_OBJECTIVE_.
Count the lines in the entries below that contain the string "person", with uppercase and lowercase treated as different. Reply with the number only.

— START MATERIAL FOR THIS TASK —

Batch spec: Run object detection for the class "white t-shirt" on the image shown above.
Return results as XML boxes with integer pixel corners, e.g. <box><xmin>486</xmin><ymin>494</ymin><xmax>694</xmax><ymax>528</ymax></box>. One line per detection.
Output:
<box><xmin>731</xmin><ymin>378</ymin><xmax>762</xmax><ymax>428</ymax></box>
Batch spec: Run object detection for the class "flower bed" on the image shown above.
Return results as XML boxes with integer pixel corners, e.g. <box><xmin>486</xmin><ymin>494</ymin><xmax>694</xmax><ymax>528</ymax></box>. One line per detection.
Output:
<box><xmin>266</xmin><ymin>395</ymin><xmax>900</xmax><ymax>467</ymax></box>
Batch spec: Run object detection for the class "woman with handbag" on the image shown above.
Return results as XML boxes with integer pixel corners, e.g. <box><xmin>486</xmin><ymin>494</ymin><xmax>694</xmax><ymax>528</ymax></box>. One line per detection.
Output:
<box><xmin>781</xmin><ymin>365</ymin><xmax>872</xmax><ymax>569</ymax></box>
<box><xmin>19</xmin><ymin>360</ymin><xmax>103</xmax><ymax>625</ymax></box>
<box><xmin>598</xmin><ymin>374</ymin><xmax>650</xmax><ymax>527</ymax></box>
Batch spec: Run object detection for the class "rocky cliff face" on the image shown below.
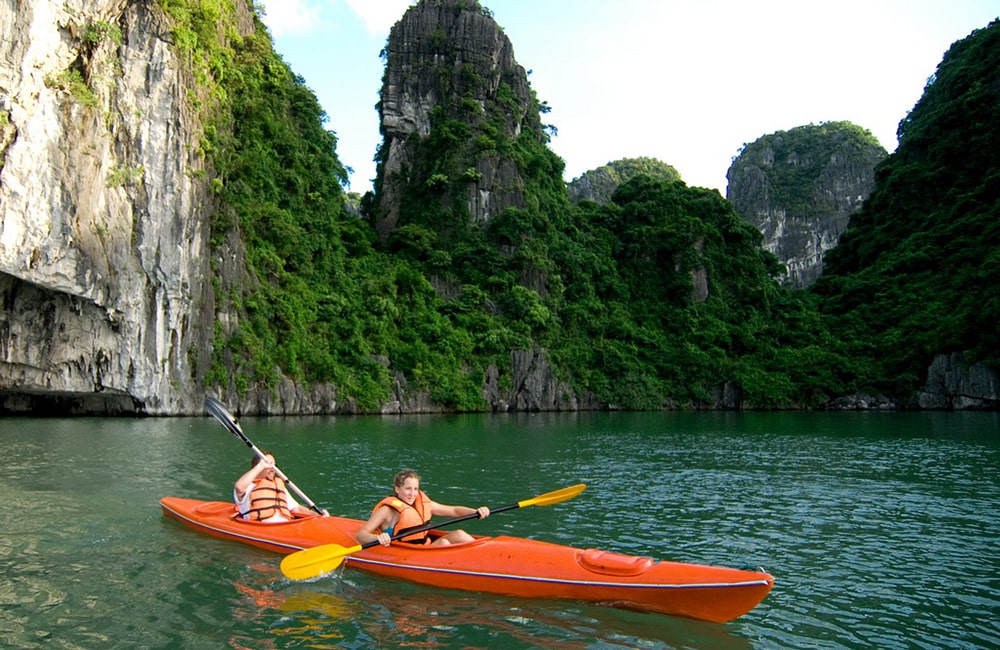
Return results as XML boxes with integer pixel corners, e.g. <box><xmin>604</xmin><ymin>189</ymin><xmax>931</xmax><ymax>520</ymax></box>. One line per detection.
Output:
<box><xmin>566</xmin><ymin>158</ymin><xmax>681</xmax><ymax>203</ymax></box>
<box><xmin>375</xmin><ymin>0</ymin><xmax>539</xmax><ymax>240</ymax></box>
<box><xmin>726</xmin><ymin>122</ymin><xmax>887</xmax><ymax>287</ymax></box>
<box><xmin>0</xmin><ymin>0</ymin><xmax>223</xmax><ymax>414</ymax></box>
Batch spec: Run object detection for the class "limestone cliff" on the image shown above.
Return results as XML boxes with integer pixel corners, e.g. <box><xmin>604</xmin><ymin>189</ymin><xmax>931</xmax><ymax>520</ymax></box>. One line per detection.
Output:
<box><xmin>375</xmin><ymin>0</ymin><xmax>541</xmax><ymax>240</ymax></box>
<box><xmin>726</xmin><ymin>122</ymin><xmax>887</xmax><ymax>287</ymax></box>
<box><xmin>566</xmin><ymin>158</ymin><xmax>681</xmax><ymax>203</ymax></box>
<box><xmin>0</xmin><ymin>0</ymin><xmax>223</xmax><ymax>414</ymax></box>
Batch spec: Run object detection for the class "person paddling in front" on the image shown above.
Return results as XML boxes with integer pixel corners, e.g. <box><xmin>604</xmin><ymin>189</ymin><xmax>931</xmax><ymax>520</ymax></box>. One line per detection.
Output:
<box><xmin>233</xmin><ymin>452</ymin><xmax>329</xmax><ymax>524</ymax></box>
<box><xmin>354</xmin><ymin>469</ymin><xmax>490</xmax><ymax>546</ymax></box>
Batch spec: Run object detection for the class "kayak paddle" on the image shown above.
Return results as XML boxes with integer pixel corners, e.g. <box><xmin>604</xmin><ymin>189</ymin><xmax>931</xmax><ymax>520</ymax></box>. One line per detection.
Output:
<box><xmin>281</xmin><ymin>483</ymin><xmax>587</xmax><ymax>580</ymax></box>
<box><xmin>205</xmin><ymin>397</ymin><xmax>323</xmax><ymax>514</ymax></box>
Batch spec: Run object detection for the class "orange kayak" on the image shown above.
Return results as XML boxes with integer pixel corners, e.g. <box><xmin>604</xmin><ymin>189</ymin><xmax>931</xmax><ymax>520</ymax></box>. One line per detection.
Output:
<box><xmin>160</xmin><ymin>497</ymin><xmax>774</xmax><ymax>623</ymax></box>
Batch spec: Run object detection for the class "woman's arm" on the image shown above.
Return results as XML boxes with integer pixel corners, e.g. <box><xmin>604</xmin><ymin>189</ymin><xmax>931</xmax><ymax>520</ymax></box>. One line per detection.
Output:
<box><xmin>354</xmin><ymin>506</ymin><xmax>396</xmax><ymax>546</ymax></box>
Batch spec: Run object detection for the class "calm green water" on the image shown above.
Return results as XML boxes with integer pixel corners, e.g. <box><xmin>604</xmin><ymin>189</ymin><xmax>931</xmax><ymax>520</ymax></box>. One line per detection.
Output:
<box><xmin>0</xmin><ymin>413</ymin><xmax>1000</xmax><ymax>649</ymax></box>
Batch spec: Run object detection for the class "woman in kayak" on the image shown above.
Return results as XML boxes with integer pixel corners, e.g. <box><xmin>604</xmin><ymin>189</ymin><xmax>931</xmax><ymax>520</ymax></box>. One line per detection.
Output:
<box><xmin>354</xmin><ymin>469</ymin><xmax>490</xmax><ymax>546</ymax></box>
<box><xmin>233</xmin><ymin>452</ymin><xmax>326</xmax><ymax>523</ymax></box>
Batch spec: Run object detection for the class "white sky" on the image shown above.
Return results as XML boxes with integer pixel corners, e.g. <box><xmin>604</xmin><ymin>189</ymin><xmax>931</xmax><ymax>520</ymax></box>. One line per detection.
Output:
<box><xmin>263</xmin><ymin>0</ymin><xmax>1000</xmax><ymax>195</ymax></box>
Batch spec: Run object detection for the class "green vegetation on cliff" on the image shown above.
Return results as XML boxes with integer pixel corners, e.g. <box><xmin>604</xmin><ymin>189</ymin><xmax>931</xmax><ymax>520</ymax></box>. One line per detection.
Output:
<box><xmin>172</xmin><ymin>0</ymin><xmax>1000</xmax><ymax>410</ymax></box>
<box><xmin>814</xmin><ymin>21</ymin><xmax>1000</xmax><ymax>394</ymax></box>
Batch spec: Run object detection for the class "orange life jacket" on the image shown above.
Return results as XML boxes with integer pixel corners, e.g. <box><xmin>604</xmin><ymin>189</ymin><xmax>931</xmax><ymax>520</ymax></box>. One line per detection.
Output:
<box><xmin>372</xmin><ymin>490</ymin><xmax>431</xmax><ymax>544</ymax></box>
<box><xmin>240</xmin><ymin>476</ymin><xmax>293</xmax><ymax>521</ymax></box>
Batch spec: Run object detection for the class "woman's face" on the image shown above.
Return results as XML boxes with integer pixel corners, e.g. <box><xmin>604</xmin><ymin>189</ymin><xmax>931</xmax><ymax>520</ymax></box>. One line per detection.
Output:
<box><xmin>396</xmin><ymin>476</ymin><xmax>420</xmax><ymax>506</ymax></box>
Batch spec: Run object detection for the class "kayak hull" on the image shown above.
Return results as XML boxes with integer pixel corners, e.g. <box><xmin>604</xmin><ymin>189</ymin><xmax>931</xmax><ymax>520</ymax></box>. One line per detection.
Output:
<box><xmin>160</xmin><ymin>497</ymin><xmax>774</xmax><ymax>623</ymax></box>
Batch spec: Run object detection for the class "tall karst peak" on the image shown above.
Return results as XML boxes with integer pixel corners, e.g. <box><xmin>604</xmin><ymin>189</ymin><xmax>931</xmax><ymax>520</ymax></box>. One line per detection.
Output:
<box><xmin>375</xmin><ymin>0</ymin><xmax>547</xmax><ymax>240</ymax></box>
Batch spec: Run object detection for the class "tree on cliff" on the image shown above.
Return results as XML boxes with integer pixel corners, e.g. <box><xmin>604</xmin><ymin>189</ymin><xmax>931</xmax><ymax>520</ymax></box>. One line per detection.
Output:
<box><xmin>814</xmin><ymin>21</ymin><xmax>1000</xmax><ymax>395</ymax></box>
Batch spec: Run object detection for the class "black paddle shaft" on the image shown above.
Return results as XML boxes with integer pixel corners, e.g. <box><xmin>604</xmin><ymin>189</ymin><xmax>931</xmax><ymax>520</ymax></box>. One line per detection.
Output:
<box><xmin>386</xmin><ymin>503</ymin><xmax>521</xmax><ymax>548</ymax></box>
<box><xmin>205</xmin><ymin>397</ymin><xmax>323</xmax><ymax>514</ymax></box>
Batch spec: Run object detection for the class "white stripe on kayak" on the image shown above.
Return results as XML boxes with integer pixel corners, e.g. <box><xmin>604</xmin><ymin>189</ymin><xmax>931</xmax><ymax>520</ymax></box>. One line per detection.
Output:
<box><xmin>346</xmin><ymin>556</ymin><xmax>769</xmax><ymax>589</ymax></box>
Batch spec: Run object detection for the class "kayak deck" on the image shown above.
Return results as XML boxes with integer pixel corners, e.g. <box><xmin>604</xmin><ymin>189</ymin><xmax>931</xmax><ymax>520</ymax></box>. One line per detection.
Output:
<box><xmin>160</xmin><ymin>497</ymin><xmax>774</xmax><ymax>623</ymax></box>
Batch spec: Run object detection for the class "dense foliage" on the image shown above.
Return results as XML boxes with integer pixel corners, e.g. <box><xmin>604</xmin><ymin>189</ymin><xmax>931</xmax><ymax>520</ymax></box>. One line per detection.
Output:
<box><xmin>567</xmin><ymin>157</ymin><xmax>681</xmax><ymax>203</ymax></box>
<box><xmin>172</xmin><ymin>0</ymin><xmax>1000</xmax><ymax>410</ymax></box>
<box><xmin>730</xmin><ymin>121</ymin><xmax>886</xmax><ymax>219</ymax></box>
<box><xmin>814</xmin><ymin>21</ymin><xmax>1000</xmax><ymax>394</ymax></box>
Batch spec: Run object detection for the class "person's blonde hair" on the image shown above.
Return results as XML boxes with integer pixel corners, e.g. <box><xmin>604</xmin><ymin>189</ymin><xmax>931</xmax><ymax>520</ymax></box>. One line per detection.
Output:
<box><xmin>392</xmin><ymin>469</ymin><xmax>420</xmax><ymax>487</ymax></box>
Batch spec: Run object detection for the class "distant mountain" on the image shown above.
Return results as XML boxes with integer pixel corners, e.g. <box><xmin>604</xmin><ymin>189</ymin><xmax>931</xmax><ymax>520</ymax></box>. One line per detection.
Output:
<box><xmin>813</xmin><ymin>21</ymin><xmax>1000</xmax><ymax>400</ymax></box>
<box><xmin>726</xmin><ymin>122</ymin><xmax>888</xmax><ymax>287</ymax></box>
<box><xmin>566</xmin><ymin>158</ymin><xmax>681</xmax><ymax>203</ymax></box>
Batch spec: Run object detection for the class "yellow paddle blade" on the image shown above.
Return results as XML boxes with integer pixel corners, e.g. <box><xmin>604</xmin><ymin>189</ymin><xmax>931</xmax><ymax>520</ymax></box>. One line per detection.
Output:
<box><xmin>517</xmin><ymin>483</ymin><xmax>587</xmax><ymax>508</ymax></box>
<box><xmin>281</xmin><ymin>544</ymin><xmax>361</xmax><ymax>580</ymax></box>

— END MATERIAL FOR THIS TASK —

_WRITTEN RESPONSE_.
2